8 czerwca 2013 – sobota

Dopiero po trzech dniach odnaleźli Go w świątyni, gdzie siedział między nauczycielami, przysłuchiwał się im i zadawał pytania.

Dopiero po trzech dniach odnaleźli Go w świątyni, gdzie siedział między nauczycielami, przysłuchiwał się im i zadawał pytania.

 

(Iz 61,9-11)
Plemię narodu mego będzie znane wśród narodów i między ludami ich potomstwo. Wszyscy, co ich zobaczą, uznają, że oni są błogosławionym szczepem Pana. Ogromnie się weselę w Panu, dusza moja raduje się w Bogu moim, bo mnie przyodział w szaty zbawienia, okrył mnie płaszczem sprawiedliwości, jak oblubieńca, który wkłada zawój, jak oblubienicę strojną w swe klejnoty. Zaiste, jak ziemia wydaje swe plony, jak ogród rozplenia swe zasiewy, tak Pan Bóg sprawi, że się rozpleni sprawiedliwość i chwalba wobec wszystkich narodów.

(1 Sm 2,1.4-8)
REFREN: Całym swym sercem raduję się w Panu.

Raduje się me serce w Panu,
moc moja dzięki Panu się wznosi,
rozwarły się me usta na wrogów moich,
gdyż cieszyć się mogę Twoją pomocą.

Łuk mocarzy się łamie,
a słabi przepasują się mocą.
Za chleb najmują się syci, a głodni odpoczywają,
niepłodna rodzi siedmioro, a więdnie bogata w dzieci.

To Pan daje śmierć i życie,
w grób wtrąca i zeń wywodzi.
Pan uboży i wzbogaca,
poniża i wywyższa.

Z pyłu podnosi biedaka,
z barłogu dźwiga nędzarza,
by go wśród możnych posadzić,
by dać mu stolicę chwały.

(Łk 2,19)
Błogosławiona jesteś Panno Maryjo, zachowałaś słowa Boże i rozważałaś je w sercu swoim.

Czemuście Mnie szukali? Czy nie wiedzieliście, że powinienem być w tym, co należy do mego Ojca?

Czemuście Mnie szukali? Czy nie wiedzieliście, że powinienem być w tym, co należy do mego Ojca?

(Łk 2,41-51)

* FRAGMENT ZBIORU DANYCH:

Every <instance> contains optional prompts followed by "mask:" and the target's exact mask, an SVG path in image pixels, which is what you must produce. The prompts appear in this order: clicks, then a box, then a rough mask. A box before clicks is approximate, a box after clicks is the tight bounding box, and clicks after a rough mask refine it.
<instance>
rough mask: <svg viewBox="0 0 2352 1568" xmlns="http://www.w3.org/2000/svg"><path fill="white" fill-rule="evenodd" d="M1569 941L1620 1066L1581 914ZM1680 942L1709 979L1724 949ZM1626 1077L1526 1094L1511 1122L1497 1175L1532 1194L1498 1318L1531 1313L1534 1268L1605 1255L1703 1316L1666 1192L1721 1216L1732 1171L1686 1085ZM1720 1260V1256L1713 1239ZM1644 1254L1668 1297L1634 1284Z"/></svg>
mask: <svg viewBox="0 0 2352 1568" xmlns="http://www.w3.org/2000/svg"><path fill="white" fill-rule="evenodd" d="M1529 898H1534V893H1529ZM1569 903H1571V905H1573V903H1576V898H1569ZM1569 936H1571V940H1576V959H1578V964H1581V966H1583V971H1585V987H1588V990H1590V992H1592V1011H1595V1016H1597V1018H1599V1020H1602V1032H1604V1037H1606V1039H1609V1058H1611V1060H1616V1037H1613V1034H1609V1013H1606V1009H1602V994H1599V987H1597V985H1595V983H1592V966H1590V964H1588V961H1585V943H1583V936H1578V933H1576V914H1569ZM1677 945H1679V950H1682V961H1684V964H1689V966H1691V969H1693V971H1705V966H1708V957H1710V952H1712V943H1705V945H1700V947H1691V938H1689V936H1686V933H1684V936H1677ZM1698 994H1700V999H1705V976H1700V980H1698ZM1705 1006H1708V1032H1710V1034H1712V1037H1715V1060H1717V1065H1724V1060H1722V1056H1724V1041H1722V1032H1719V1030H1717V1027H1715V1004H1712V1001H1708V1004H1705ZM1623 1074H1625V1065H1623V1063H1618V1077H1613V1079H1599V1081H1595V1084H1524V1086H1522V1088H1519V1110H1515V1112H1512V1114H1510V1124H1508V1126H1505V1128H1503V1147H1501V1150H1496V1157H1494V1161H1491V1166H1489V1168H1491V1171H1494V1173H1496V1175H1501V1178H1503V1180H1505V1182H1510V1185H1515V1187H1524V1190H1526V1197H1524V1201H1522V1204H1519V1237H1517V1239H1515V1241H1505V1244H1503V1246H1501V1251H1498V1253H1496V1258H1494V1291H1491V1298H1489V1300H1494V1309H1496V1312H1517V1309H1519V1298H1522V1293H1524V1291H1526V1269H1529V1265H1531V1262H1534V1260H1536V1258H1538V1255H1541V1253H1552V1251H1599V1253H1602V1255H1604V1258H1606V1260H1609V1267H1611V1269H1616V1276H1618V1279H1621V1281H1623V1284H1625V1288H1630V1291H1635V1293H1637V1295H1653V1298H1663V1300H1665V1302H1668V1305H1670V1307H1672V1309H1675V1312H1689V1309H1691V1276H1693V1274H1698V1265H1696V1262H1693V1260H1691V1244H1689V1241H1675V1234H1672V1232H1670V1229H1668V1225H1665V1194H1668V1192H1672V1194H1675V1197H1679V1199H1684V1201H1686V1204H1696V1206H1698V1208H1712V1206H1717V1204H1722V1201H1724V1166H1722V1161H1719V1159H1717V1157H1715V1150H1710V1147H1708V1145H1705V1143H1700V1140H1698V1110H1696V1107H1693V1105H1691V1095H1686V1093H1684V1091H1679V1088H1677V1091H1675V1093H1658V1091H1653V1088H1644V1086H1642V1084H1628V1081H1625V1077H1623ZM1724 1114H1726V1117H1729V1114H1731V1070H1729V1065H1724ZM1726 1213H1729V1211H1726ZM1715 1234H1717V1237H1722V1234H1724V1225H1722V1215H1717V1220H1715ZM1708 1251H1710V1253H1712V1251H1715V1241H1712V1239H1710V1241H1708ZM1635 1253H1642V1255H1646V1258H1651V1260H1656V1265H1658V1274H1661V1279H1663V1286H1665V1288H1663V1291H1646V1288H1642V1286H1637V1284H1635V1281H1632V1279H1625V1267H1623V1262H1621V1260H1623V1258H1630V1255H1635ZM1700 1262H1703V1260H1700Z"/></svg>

* POLECENIE: Podaj, jak brzmi refren zapisany we fragmencie dokumentu.

* ODPOWIEDŹ: Całym swym sercem raduję się w Panu.